Source material –

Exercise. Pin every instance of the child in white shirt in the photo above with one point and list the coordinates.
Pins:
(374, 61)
---
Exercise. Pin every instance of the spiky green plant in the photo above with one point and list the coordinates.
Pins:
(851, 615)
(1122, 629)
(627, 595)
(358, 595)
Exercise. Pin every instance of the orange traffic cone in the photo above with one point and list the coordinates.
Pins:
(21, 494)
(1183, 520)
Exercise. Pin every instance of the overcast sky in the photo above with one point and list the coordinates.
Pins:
---
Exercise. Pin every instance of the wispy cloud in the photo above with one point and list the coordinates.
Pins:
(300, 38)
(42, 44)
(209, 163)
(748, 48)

Aim of the exercise – Of all the entries above, how many lines contain the string "every"? Answer with the number only.

Answer to the exercise – 5